__WHAT IS EXPECTED__:
Locate every line below that contains the word "blue" and copy it.

Records excerpted from a collection
+-------+

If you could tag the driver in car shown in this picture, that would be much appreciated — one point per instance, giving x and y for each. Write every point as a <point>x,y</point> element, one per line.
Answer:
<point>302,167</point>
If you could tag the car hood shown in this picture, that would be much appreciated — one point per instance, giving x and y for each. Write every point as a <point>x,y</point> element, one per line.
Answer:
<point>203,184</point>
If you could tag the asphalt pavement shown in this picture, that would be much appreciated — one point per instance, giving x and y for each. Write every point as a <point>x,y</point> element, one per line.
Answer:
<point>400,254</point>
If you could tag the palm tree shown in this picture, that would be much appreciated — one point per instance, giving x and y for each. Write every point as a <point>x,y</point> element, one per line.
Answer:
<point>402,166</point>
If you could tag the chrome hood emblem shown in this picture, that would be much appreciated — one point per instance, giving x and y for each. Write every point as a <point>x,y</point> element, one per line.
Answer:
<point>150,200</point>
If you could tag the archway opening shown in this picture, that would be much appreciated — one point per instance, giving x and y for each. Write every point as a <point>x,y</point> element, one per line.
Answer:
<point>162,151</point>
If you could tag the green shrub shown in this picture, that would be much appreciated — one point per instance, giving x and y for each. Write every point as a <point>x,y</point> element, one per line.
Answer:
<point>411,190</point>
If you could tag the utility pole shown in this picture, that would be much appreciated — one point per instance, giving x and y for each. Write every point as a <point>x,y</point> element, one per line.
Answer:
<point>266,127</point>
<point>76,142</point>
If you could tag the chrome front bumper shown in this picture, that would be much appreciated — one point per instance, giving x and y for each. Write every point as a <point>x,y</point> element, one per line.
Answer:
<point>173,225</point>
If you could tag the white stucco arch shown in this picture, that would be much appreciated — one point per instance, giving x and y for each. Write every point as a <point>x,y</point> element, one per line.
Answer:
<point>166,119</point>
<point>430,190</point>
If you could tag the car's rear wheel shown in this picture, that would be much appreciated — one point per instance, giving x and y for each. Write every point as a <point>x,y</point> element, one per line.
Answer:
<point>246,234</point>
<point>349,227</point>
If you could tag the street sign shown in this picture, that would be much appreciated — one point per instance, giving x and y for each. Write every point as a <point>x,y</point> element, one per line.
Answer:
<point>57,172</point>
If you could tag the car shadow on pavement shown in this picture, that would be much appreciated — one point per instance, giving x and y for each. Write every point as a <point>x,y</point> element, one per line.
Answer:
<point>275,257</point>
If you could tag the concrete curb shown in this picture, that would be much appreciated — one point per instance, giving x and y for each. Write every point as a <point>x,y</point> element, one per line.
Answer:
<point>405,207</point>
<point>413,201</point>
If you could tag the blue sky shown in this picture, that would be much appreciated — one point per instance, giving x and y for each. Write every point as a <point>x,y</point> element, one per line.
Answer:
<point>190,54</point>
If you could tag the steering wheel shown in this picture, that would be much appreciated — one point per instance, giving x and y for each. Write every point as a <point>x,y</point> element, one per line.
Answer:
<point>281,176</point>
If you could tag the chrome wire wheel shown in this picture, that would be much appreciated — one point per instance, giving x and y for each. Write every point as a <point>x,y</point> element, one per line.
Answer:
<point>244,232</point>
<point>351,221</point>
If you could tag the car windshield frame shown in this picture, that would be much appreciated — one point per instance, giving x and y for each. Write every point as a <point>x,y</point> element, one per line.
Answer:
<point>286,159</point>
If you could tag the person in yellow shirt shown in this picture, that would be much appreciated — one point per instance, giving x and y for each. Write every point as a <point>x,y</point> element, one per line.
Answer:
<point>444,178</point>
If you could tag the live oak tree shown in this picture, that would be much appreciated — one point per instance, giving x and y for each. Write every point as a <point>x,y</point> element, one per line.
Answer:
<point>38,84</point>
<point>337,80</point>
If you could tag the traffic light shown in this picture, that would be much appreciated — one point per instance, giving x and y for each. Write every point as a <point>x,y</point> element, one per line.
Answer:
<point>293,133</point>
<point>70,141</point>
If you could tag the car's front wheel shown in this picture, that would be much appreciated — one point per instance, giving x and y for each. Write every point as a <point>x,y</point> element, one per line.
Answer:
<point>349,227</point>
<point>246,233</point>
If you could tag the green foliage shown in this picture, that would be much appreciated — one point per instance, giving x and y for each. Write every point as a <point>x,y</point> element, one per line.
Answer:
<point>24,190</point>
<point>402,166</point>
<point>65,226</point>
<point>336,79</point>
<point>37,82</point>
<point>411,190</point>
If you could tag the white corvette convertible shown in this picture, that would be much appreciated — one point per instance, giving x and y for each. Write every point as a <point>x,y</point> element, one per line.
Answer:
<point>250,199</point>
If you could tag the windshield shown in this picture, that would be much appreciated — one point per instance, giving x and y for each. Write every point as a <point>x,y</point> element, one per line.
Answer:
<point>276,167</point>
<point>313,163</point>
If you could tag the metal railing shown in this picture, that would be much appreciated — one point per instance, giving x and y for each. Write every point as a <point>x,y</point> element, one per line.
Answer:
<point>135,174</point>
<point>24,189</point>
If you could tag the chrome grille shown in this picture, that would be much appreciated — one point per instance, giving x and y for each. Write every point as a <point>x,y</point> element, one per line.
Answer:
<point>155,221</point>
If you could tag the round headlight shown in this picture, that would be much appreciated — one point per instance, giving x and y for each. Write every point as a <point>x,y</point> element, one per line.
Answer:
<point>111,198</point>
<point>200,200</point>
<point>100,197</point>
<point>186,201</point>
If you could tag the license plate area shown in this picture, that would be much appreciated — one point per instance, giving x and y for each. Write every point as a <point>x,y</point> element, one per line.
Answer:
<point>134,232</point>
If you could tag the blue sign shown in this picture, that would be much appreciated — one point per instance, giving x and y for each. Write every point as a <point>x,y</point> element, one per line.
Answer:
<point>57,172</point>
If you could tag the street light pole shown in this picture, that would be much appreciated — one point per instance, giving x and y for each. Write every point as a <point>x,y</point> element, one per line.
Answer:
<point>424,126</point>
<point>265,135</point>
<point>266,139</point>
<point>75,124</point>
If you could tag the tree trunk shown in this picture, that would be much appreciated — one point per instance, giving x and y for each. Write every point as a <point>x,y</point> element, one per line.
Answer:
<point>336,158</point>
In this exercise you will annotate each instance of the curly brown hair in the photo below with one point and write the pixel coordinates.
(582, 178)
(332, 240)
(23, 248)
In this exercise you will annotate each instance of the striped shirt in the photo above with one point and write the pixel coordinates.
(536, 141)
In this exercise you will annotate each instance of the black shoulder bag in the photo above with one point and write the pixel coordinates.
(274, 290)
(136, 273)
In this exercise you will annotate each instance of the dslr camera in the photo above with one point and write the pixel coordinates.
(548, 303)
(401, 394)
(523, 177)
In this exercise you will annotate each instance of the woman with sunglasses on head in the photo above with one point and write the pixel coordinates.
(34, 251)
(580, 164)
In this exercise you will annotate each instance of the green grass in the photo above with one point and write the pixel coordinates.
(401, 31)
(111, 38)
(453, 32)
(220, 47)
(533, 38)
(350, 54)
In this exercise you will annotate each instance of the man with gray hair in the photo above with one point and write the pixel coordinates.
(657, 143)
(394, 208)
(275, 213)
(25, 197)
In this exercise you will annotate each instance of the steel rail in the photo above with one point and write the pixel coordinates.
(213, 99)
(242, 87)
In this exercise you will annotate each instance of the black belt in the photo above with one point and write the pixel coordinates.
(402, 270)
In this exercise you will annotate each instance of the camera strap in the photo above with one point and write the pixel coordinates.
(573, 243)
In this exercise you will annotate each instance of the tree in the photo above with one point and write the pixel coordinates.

+-------+

__FINISHED EXERCISE__:
If you could tag the blue sky shown in this picture, that would be much appreciated — one point per instance, giving x and y for each. Write every point as a <point>x,y</point> element, one per line.
If you could tag the blue sign shown in this picture, that would be much appreciated — one point per instance, giving x and y for each. Write every point as a <point>x,y</point> element, one per line.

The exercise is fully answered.